> _TASK DETAILS_
Please write out the entire listing below exactly, excluding its pictures.

> _DATA RECORDS_
######

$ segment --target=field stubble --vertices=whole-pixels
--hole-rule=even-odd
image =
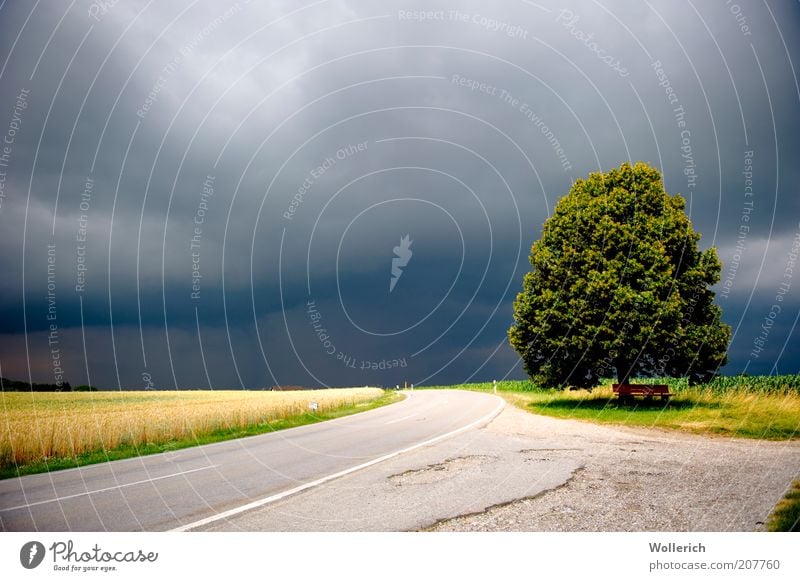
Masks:
[[[118,450],[169,445],[343,408],[368,406],[378,388],[267,391],[0,393],[0,469]],[[309,403],[316,402],[313,412]],[[309,423],[314,418],[307,418]],[[246,434],[241,434],[246,435]],[[220,439],[220,438],[217,438]]]

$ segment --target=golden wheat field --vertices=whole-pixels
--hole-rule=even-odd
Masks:
[[[202,438],[309,413],[365,404],[378,388],[314,391],[0,393],[0,466],[98,450]]]

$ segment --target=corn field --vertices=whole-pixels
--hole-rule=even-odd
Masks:
[[[616,380],[606,379],[601,385],[610,385],[612,383],[616,383]],[[685,377],[637,377],[632,379],[631,383],[666,384],[673,393],[680,393],[689,389],[689,382]],[[469,384],[470,389],[492,390],[493,387],[493,382]],[[498,381],[497,389],[500,391],[540,391],[542,388],[530,380],[524,380]],[[713,394],[800,395],[800,375],[719,375],[708,383],[692,386],[691,390],[693,392],[705,391]]]
[[[609,381],[609,383],[612,383]],[[670,391],[680,393],[689,388],[685,377],[637,378],[632,383],[663,383]],[[708,391],[714,394],[749,393],[755,395],[788,395],[800,394],[800,375],[718,375],[708,383],[693,387],[694,390]]]
[[[378,388],[0,393],[0,467],[239,430],[367,403]]]

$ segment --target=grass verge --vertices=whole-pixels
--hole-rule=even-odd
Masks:
[[[180,392],[178,392],[180,393]],[[312,392],[313,393],[313,392]],[[47,459],[37,459],[25,463],[0,464],[0,480],[5,478],[15,478],[26,474],[38,474],[42,472],[53,472],[67,468],[77,468],[90,464],[99,464],[112,460],[124,460],[138,456],[171,452],[183,448],[212,444],[225,440],[233,440],[247,436],[257,436],[260,434],[277,432],[288,428],[296,428],[308,424],[315,424],[326,420],[332,420],[344,416],[349,416],[359,412],[369,411],[385,405],[395,403],[402,399],[402,395],[396,392],[385,392],[376,399],[361,401],[356,403],[346,403],[330,409],[320,409],[314,413],[305,412],[276,418],[231,428],[216,428],[204,433],[194,433],[191,436],[182,438],[163,439],[148,441],[138,445],[120,444],[113,448],[96,449],[75,454],[69,457],[50,457]]]
[[[775,506],[767,522],[773,532],[800,532],[800,480],[792,483],[789,492]]]
[[[491,383],[442,388],[492,391]],[[683,387],[669,403],[621,404],[610,385],[587,392],[539,389],[528,381],[498,383],[498,395],[532,413],[602,424],[664,428],[703,435],[761,440],[800,438],[800,393],[754,393],[735,386]]]

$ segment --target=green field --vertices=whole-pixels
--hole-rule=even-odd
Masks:
[[[740,438],[800,438],[798,375],[718,377],[699,386],[671,378],[636,382],[666,383],[675,396],[669,403],[637,400],[621,404],[612,393],[610,382],[589,392],[541,389],[530,381],[503,381],[498,382],[498,393],[522,409],[557,418]],[[471,383],[437,388],[492,391],[493,385]]]

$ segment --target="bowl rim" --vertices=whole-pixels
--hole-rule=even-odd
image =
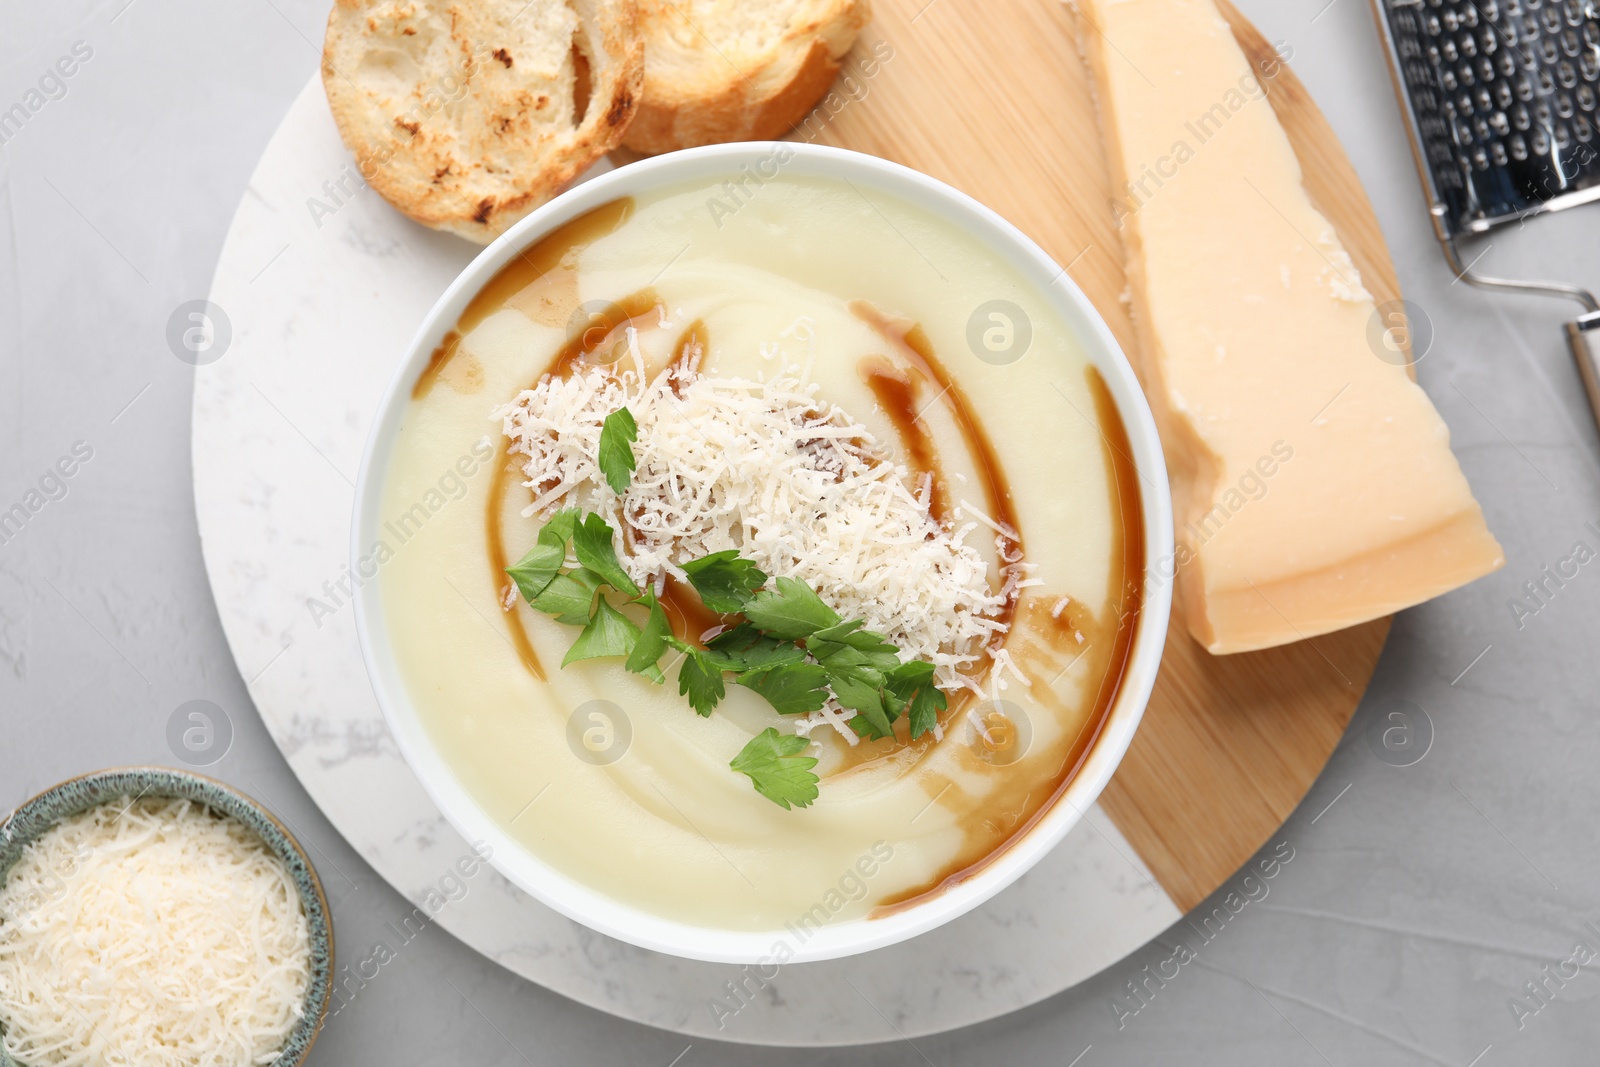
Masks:
[[[317,868],[311,862],[311,856],[306,852],[305,846],[300,843],[300,839],[284,824],[283,820],[267,810],[265,804],[241,791],[236,786],[229,785],[227,782],[213,778],[210,775],[199,774],[195,771],[177,767],[163,767],[158,764],[128,764],[104,767],[100,770],[85,771],[82,774],[73,775],[71,778],[63,779],[55,785],[39,790],[26,800],[21,801],[3,818],[0,818],[0,848],[10,850],[13,846],[16,846],[20,851],[20,848],[26,847],[50,832],[63,819],[81,814],[91,808],[112,803],[114,797],[108,794],[94,798],[87,803],[74,805],[69,810],[57,813],[53,817],[45,818],[44,813],[40,812],[38,814],[40,814],[42,821],[34,828],[33,832],[20,840],[15,837],[15,826],[19,819],[27,819],[34,815],[37,809],[46,806],[52,799],[60,796],[73,786],[100,781],[112,785],[121,785],[123,782],[127,784],[138,782],[153,783],[146,784],[138,796],[134,797],[135,800],[149,796],[193,800],[204,804],[206,807],[240,823],[260,837],[262,844],[266,845],[267,849],[285,866],[290,867],[291,870],[297,864],[304,869],[311,893],[308,895],[304,892],[298,882],[295,890],[296,895],[300,898],[301,907],[306,909],[306,923],[312,948],[311,977],[306,984],[305,999],[301,1002],[306,1011],[300,1022],[295,1025],[294,1029],[289,1032],[289,1036],[284,1039],[282,1051],[291,1049],[294,1051],[289,1057],[280,1054],[279,1059],[273,1061],[275,1065],[282,1064],[283,1067],[301,1067],[306,1058],[311,1055],[311,1049],[316,1045],[317,1038],[322,1035],[323,1025],[327,1022],[328,1008],[333,999],[333,976],[337,973],[337,964],[334,959],[333,910],[328,905],[328,896],[323,888],[322,878],[317,874]],[[227,805],[237,810],[230,811],[226,806],[219,807],[204,797],[163,791],[183,786],[188,786],[196,792],[209,791],[221,794]],[[119,789],[115,795],[126,795],[126,790]],[[244,814],[241,814],[241,812]],[[256,826],[252,826],[250,823],[252,818],[259,819],[273,827],[288,848],[290,855],[284,855],[283,850],[278,848],[274,841],[263,836]],[[16,857],[13,857],[10,863],[0,867],[0,886],[5,885],[15,862]],[[320,966],[317,963],[315,951],[319,928],[327,945],[326,958]],[[5,1048],[0,1046],[0,1067],[23,1067],[23,1065],[19,1065],[6,1052]]]
[[[382,583],[372,580],[376,573],[368,575],[361,566],[363,546],[373,542],[379,527],[387,459],[411,388],[434,349],[455,328],[466,304],[502,266],[557,226],[618,197],[697,179],[736,177],[741,164],[775,159],[780,173],[842,178],[928,211],[972,234],[1036,287],[1100,371],[1122,417],[1143,487],[1145,548],[1144,603],[1122,682],[1098,736],[1066,788],[1021,837],[1001,846],[960,883],[883,917],[826,925],[798,949],[783,929],[728,930],[646,912],[577,881],[517,843],[482,808],[429,738],[387,640]],[[639,948],[708,962],[765,965],[776,958],[780,944],[788,949],[783,962],[833,959],[882,948],[976,908],[1021,877],[1084,816],[1126,753],[1155,684],[1172,605],[1172,501],[1155,422],[1132,365],[1066,268],[997,212],[936,178],[877,156],[788,141],[710,145],[619,167],[563,192],[475,256],[424,316],[384,390],[362,452],[353,511],[349,563],[360,579],[354,584],[362,661],[401,755],[446,820],[467,841],[486,845],[489,862],[512,884],[567,918]]]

######

> _EXERCISE RESULT_
$ segment --target=field stubble --vertices=whole-pixels
--hole-rule=even-odd
image =
Masks:
[[[118,450],[169,445],[343,408],[368,406],[378,388],[267,391],[0,393],[0,469]],[[309,403],[316,402],[313,412]],[[309,423],[314,418],[307,418]],[[246,434],[241,434],[246,435]],[[220,439],[220,438],[217,438]]]

$ segment --target=golden wheat field --vertices=whole-pixels
--hole-rule=even-odd
Masks:
[[[202,438],[309,413],[365,404],[378,388],[314,391],[0,393],[0,466],[98,450]]]

$ segment --target=corn field --vertices=whole-pixels
--hole-rule=even-odd
Masks:
[[[616,380],[606,379],[601,385],[610,385],[612,383],[616,383]],[[685,377],[637,377],[632,379],[631,383],[666,384],[673,393],[680,393],[689,389],[689,382]],[[469,384],[470,389],[492,390],[493,387],[493,382]],[[498,381],[497,389],[500,391],[540,391],[542,388],[530,380],[524,380]],[[713,394],[800,395],[800,375],[719,375],[708,383],[692,386],[691,390],[693,392],[705,391]]]
[[[609,381],[609,383],[612,383]],[[670,391],[680,393],[689,388],[685,377],[637,378],[632,383],[663,383]],[[708,391],[714,394],[749,393],[755,395],[788,395],[800,394],[800,375],[718,375],[708,383],[693,387],[694,390]]]
[[[378,388],[0,393],[0,467],[239,430],[367,403]]]

$ segment --target=grass verge --vertices=whole-pixels
--hole-rule=even-odd
Masks:
[[[180,392],[178,392],[180,393]],[[312,392],[313,393],[313,392]],[[47,459],[37,459],[25,463],[0,464],[0,480],[5,478],[15,478],[26,474],[38,474],[42,472],[53,472],[67,468],[77,468],[90,464],[99,464],[112,460],[124,460],[138,456],[171,452],[183,448],[212,444],[225,440],[233,440],[247,436],[257,436],[260,434],[277,432],[288,428],[296,428],[308,424],[315,424],[326,420],[332,420],[344,416],[349,416],[359,412],[369,411],[385,405],[395,403],[402,399],[402,395],[396,392],[385,392],[376,399],[361,401],[356,403],[346,403],[330,409],[320,409],[314,413],[305,412],[276,418],[231,428],[216,428],[204,433],[194,433],[191,436],[182,438],[163,439],[148,441],[138,445],[120,444],[113,448],[96,449],[75,454],[69,457],[50,457]]]
[[[775,506],[767,522],[773,532],[800,532],[800,480],[792,483],[789,492]]]
[[[491,383],[442,388],[492,391]],[[683,387],[669,403],[621,404],[610,385],[587,392],[539,389],[528,381],[498,383],[498,395],[532,413],[602,424],[664,428],[703,435],[761,440],[800,438],[800,393],[754,393],[735,386]]]

$ segment --target=green field --vertices=whole-pixels
--hole-rule=even-odd
Masks:
[[[740,438],[800,438],[798,375],[718,377],[699,386],[671,378],[636,382],[666,383],[675,396],[669,403],[637,400],[621,404],[612,393],[610,382],[589,392],[541,389],[530,381],[503,381],[498,382],[498,393],[522,409],[557,418]],[[471,383],[437,388],[492,391],[493,385]]]

$ segment --target="bowl rim" --vertices=whole-pixels
--hole-rule=even-odd
image =
Masks:
[[[317,868],[311,862],[311,856],[306,852],[305,846],[300,843],[300,839],[284,824],[283,820],[267,810],[265,804],[241,791],[236,786],[229,785],[227,782],[213,778],[210,775],[199,774],[195,771],[177,767],[163,767],[158,764],[128,764],[104,767],[100,770],[85,771],[82,774],[73,775],[71,778],[63,779],[55,785],[39,790],[26,800],[21,801],[3,818],[0,818],[0,848],[10,850],[13,846],[16,846],[20,851],[20,848],[26,847],[50,832],[63,819],[81,814],[91,808],[112,803],[114,797],[108,794],[94,798],[87,803],[74,805],[69,810],[57,813],[53,817],[45,818],[44,813],[40,812],[38,814],[40,814],[42,821],[34,828],[33,832],[20,840],[15,837],[15,826],[19,819],[27,819],[34,815],[37,809],[46,806],[52,799],[60,796],[73,786],[100,781],[112,785],[121,785],[123,782],[127,784],[138,782],[153,783],[146,784],[138,796],[134,797],[135,800],[149,796],[193,800],[204,804],[206,807],[240,823],[260,837],[262,844],[266,845],[267,849],[285,866],[290,867],[291,870],[297,864],[304,869],[311,893],[308,895],[304,892],[298,882],[295,890],[296,895],[300,898],[301,907],[306,909],[306,923],[312,948],[311,977],[306,984],[305,999],[301,1002],[306,1011],[300,1022],[295,1025],[294,1029],[289,1032],[289,1036],[284,1039],[282,1051],[291,1049],[294,1051],[289,1057],[280,1054],[279,1059],[273,1061],[275,1065],[282,1064],[283,1067],[301,1067],[306,1058],[311,1055],[311,1049],[316,1045],[317,1038],[322,1035],[323,1025],[327,1022],[328,1008],[333,999],[333,976],[337,973],[337,964],[334,959],[333,910],[328,905],[328,896],[323,888],[322,878],[317,874]],[[227,805],[237,810],[230,811],[226,806],[219,807],[204,797],[163,791],[183,786],[188,786],[196,792],[209,791],[221,794]],[[119,789],[115,795],[126,795],[126,790]],[[244,814],[241,814],[241,812]],[[256,826],[252,826],[250,823],[252,818],[259,819],[273,827],[288,848],[290,855],[284,855],[283,850],[278,848],[274,841],[263,836]],[[16,857],[13,857],[10,863],[0,867],[0,886],[5,885],[15,862]],[[320,966],[317,963],[315,951],[319,928],[327,945],[326,958]],[[5,1048],[0,1046],[0,1067],[23,1067],[23,1065],[19,1065],[6,1052]]]
[[[382,583],[372,580],[376,573],[368,575],[361,566],[363,546],[373,542],[379,527],[387,459],[411,388],[434,349],[455,328],[466,304],[502,266],[557,226],[618,197],[697,179],[736,177],[741,164],[775,159],[780,173],[842,178],[928,211],[972,234],[1036,287],[1100,371],[1122,417],[1143,487],[1145,548],[1144,603],[1122,682],[1098,736],[1066,788],[1021,837],[1001,846],[960,883],[883,917],[826,925],[798,949],[783,929],[728,930],[646,912],[577,881],[517,843],[482,808],[429,738],[387,640]],[[639,948],[708,962],[765,965],[776,958],[780,944],[788,949],[783,962],[833,959],[882,948],[976,908],[1021,877],[1084,816],[1126,753],[1155,684],[1172,605],[1172,501],[1155,422],[1132,365],[1066,268],[997,212],[936,178],[877,156],[788,141],[710,145],[619,167],[563,192],[475,256],[424,316],[384,390],[362,452],[353,511],[349,563],[360,579],[354,584],[362,661],[401,755],[446,820],[467,841],[486,845],[489,862],[512,884],[567,918]]]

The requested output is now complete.